The role of missing stage and chance in performance indicators for cancer stage at diagnosis: Cross-sectional analysis of population-based data for general practices, local authorities and care commissioning organisations in England

Talk Code: 
2D.1
Presenter: 
Gary Abel
Co-authors: 
Matthew Barclay, David Greenberg, Georgios Lyratzopoulos
Author institutions: 
University of Cambridge, Public Health England, University College London

Problem

The imperative to improve cancer outcomes and to reduce inequalities, alongside rapid improvements in the availability of highly complete information on stage at diagnosis, have led to public reporting of stage at diagnosis distributions for CCGs and local authorities. Stage indicators have also been included in the CCG Quality Premium pay-for-performance scheme. However, the extent to which these indicators reflect real organisational differences rather than differences in stage completeness and chance variation is unclear.

Approach

We used population-based data on patients diagnosed with the 10 cancers included in the CCG Quality Premium indicator for early stage cancer. We examined the association between the proportion of patients within a CCG diagnosed at early stage (defined as TNM stage 1 or 2) and the proportion of patients with missing stage. We did this calculating the early stage proportion using only staged cancers and again using all cancers but treating missing stage as advanced. We then estimated the Spearman-Brown (organisation-level) reliability of the indicators for CCGs, local authorities and general practices based on only cancers with recorded stage and annual data (thus quantifying the role of chance). Finally we assessed probable misclassification rates for the CCG Quality Premium targets.

**Tasks to perform**
#1 Turn the paragraph of the cancer staging abstract that begins "The imperative to improve cancer outcomes" into a short bulleted list that keeps its main facts.
#2 Write the next section of the cancer staging abstract, starting right after its Approach section.

(Stored items)

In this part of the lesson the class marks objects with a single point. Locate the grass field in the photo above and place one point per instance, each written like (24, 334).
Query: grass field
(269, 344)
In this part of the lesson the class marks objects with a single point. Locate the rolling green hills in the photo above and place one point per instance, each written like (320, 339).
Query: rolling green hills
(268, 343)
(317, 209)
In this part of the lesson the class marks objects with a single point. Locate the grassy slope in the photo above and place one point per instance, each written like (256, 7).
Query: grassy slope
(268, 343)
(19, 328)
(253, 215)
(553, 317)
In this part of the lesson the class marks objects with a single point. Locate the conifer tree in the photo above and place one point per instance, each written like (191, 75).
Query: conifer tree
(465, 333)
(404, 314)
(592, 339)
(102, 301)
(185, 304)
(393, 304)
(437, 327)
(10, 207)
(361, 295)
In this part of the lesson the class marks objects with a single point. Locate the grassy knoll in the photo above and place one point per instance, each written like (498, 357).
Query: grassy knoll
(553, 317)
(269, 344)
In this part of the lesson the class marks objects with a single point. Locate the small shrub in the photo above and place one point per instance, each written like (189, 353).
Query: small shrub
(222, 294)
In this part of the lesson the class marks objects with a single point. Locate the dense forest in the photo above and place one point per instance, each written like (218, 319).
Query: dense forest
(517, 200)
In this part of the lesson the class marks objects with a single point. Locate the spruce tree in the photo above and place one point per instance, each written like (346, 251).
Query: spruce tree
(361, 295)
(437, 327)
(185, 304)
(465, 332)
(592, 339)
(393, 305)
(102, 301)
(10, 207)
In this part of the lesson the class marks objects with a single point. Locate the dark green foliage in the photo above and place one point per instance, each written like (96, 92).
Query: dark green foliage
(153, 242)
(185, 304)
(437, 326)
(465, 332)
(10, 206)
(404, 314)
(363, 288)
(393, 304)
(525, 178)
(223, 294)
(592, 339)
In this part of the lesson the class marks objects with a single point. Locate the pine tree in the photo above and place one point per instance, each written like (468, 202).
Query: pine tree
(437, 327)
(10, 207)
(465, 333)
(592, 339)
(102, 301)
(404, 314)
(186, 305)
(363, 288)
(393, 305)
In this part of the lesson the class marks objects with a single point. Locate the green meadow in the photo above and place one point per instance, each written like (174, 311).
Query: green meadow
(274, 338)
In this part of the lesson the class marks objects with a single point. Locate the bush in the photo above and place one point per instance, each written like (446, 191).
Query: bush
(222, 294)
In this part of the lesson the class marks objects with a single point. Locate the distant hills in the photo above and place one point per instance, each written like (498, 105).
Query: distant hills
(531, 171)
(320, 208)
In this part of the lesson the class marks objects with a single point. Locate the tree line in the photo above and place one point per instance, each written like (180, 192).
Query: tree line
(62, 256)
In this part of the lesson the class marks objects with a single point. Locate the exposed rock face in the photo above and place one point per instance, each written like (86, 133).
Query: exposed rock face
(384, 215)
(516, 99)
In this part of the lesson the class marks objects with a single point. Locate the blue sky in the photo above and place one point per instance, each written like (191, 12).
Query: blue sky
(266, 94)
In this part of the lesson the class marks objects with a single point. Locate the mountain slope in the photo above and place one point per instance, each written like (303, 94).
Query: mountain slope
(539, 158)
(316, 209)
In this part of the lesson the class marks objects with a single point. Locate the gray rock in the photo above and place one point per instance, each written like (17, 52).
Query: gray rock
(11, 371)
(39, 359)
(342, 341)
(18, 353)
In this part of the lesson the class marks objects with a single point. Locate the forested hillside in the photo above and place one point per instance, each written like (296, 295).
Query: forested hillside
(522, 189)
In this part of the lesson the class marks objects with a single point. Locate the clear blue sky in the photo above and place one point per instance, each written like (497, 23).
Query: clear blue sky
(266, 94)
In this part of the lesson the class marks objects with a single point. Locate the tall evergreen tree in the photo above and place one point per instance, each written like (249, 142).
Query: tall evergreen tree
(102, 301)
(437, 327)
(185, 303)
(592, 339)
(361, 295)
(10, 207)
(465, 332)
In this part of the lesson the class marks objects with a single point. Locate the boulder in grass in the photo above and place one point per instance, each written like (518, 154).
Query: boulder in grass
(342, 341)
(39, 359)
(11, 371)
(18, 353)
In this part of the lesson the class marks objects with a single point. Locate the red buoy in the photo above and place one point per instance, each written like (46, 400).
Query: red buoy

**Answers per task**
#1
- The push to improve cancer outcomes and reduce inequalities, along with fast gains in highly complete data on stage at diagnosis, has led to public reporting of stage distributions for CCGs and local authorities.
- Stage indicators are also part of the CCG Quality Premium pay-for-performance scheme.
- It is unclear how far these indicators show real differences between organizations rather than differences in stage completeness and chance variation.

#2
Findings

There was no association between proportion early stage and proportion missing stage when restricting to stage cancers whereas a strong negative association was seen when treating missing stage as advanced. Restricting our analysis to staged tumours we found strong evidence (p<0.001) of variation in stage at diagnosis across general practices, CCGs or local authorities. Despite the variation, all indicators based on one year of data had poor reliability. To meet the recommended reliability level of 0.7 would require reporting periods of 29 years or more for general practices and 2-3 years for CCGs and local authorities. Based on these findings we would expect 30 of 211 CCGs to be misclassified on the CCG Quality Premium indicator when considered in terms of their long-term underlying performance with only 56% of those hitting the target having an underlying performance above target (PPV).

Consequences

Our findings suggest that cancer stage at diagnosis indicators currently used are dominated by variations in missing stage. Restricting data to tumours with known stage results in indicators for CCGs and local authorities in England that lack reliability and the current pay-for-performance scheme needs to be re-thought. Stage at diagnosis indicators are highly unsuitable for classifying performance of general practices.

Submitted by: 
Gary Abel
Funding acknowledgement: 
GL is supported by a Cancer Research UK Advanced Clinician Scientist Fellowship (A18180).